» Required work
Pick out and copy each line of the data below that contains the string "hull". Only matches with the same uppercase and lowercase letters count.

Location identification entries
---
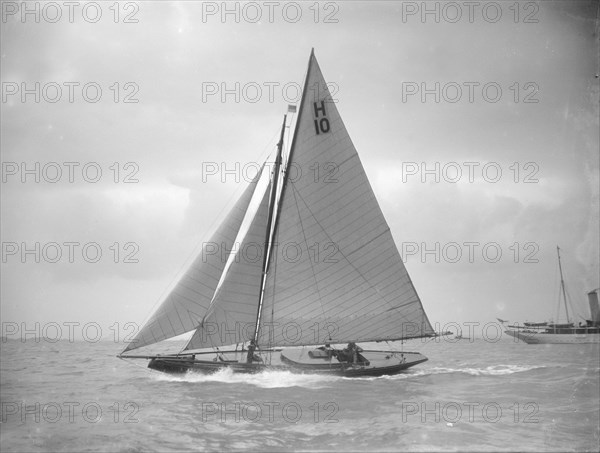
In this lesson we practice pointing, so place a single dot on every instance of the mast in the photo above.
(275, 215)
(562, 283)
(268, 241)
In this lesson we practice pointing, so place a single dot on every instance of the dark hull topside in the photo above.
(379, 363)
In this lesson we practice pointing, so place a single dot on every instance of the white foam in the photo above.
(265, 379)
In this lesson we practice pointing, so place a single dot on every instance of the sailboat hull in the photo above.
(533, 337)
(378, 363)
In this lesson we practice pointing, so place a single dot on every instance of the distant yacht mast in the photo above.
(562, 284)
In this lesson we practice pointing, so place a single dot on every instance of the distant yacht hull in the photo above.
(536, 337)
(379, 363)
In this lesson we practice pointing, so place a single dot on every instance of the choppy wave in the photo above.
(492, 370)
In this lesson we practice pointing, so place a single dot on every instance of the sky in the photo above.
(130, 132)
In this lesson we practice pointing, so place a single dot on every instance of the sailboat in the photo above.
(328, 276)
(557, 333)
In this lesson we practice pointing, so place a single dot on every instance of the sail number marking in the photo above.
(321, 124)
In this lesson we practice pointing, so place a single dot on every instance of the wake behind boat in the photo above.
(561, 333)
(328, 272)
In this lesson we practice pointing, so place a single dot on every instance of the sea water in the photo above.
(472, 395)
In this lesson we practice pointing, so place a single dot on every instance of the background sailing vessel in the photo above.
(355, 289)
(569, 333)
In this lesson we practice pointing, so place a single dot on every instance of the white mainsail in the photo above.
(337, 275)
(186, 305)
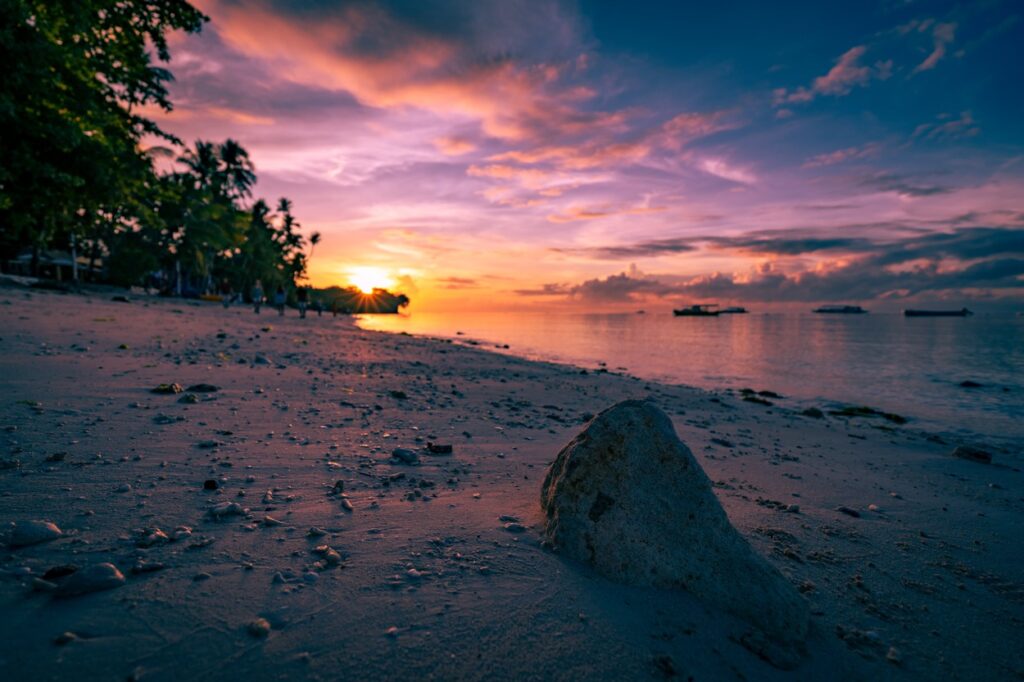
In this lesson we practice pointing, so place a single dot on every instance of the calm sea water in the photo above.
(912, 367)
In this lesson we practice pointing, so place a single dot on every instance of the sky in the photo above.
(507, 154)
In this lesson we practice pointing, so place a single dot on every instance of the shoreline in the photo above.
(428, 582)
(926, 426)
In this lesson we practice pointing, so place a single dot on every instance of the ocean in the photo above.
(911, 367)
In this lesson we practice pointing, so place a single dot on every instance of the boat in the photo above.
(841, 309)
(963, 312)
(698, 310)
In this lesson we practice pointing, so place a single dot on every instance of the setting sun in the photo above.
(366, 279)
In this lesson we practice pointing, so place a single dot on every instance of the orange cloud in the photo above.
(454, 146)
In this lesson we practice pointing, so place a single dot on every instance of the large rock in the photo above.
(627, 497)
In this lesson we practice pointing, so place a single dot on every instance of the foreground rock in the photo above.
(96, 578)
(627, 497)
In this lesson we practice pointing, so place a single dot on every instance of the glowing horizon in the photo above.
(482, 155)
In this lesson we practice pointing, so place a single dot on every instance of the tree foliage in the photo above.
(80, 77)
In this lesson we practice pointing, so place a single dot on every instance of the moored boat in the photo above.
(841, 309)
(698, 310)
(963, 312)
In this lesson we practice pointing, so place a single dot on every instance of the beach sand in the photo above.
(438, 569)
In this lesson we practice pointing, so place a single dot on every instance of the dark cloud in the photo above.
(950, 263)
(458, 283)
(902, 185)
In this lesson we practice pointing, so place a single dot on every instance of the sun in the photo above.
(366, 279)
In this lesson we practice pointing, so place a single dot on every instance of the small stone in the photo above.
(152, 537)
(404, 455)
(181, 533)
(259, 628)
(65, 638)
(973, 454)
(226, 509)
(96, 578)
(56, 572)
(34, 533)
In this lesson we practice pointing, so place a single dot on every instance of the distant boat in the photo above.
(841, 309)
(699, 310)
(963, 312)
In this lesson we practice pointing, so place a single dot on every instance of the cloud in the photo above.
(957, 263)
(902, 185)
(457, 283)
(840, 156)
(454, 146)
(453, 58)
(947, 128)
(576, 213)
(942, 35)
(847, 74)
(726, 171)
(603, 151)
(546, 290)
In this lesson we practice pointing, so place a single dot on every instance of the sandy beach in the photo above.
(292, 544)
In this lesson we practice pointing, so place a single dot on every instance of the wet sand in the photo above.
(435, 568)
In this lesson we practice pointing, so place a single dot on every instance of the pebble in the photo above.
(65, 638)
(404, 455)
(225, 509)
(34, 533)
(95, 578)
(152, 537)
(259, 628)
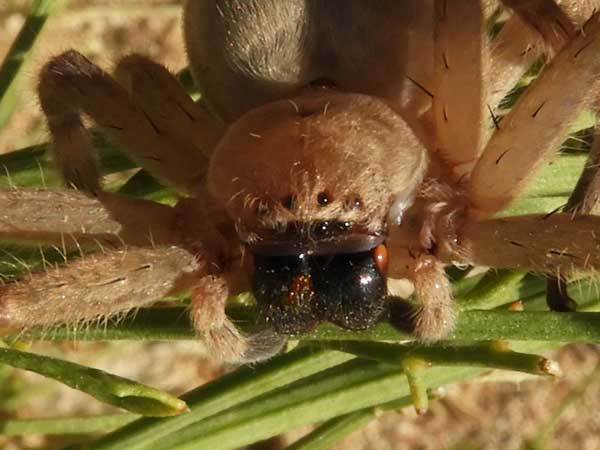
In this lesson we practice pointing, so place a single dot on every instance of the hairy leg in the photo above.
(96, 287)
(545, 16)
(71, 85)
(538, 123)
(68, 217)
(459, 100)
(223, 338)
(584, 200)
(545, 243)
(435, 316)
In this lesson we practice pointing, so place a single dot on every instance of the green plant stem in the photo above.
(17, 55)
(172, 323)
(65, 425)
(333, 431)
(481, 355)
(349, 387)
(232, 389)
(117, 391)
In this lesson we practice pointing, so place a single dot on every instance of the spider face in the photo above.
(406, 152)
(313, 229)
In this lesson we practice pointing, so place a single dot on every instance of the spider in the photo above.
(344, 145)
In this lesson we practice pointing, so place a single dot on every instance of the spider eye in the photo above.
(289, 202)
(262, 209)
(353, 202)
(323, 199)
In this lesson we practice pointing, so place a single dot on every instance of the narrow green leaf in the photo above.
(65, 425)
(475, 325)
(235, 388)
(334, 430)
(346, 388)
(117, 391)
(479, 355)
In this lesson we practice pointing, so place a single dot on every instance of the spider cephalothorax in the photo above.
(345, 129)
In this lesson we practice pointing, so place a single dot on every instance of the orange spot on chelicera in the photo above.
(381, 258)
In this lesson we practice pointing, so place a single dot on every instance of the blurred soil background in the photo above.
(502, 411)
---
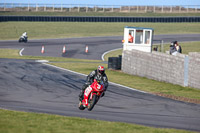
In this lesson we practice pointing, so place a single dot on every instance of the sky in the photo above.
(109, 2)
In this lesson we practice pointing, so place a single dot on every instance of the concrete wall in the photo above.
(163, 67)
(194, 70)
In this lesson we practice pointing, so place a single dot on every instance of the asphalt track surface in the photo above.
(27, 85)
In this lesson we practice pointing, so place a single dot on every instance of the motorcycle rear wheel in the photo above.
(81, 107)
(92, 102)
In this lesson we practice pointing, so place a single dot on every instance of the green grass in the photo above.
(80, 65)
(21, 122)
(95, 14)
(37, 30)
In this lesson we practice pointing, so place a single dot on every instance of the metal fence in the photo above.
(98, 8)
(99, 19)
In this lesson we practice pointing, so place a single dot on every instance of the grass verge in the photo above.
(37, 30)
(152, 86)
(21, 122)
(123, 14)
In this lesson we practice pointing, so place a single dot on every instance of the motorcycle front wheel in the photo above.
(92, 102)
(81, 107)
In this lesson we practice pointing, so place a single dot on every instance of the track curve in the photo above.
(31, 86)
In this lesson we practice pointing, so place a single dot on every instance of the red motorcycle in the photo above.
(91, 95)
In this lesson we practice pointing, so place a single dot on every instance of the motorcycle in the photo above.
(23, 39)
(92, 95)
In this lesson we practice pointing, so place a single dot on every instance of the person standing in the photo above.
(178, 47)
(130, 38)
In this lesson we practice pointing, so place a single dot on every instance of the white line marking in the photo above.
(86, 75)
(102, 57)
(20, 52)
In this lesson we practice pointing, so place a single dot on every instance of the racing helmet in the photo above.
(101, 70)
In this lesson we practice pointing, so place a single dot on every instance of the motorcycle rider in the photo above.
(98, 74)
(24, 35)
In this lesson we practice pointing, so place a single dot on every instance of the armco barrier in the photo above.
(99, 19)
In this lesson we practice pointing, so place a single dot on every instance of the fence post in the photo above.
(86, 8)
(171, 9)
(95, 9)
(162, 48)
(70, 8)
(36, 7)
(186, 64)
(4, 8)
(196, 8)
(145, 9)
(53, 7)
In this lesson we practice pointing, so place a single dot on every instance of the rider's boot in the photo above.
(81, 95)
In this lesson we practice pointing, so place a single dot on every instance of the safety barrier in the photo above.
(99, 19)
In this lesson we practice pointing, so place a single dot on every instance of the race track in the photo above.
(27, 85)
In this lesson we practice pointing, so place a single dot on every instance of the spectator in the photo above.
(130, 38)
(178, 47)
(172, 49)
---
» The result
In this lesson we practice pointing, so place a single dot on every instance of the dark hull topside in the photo above.
In this lesson we practice pointing, so place a single dot on every instance of the sailboat hull in the photo above.
In this lesson we practice pointing, so place a single dot on every instance of the distant yacht hull in the photo above.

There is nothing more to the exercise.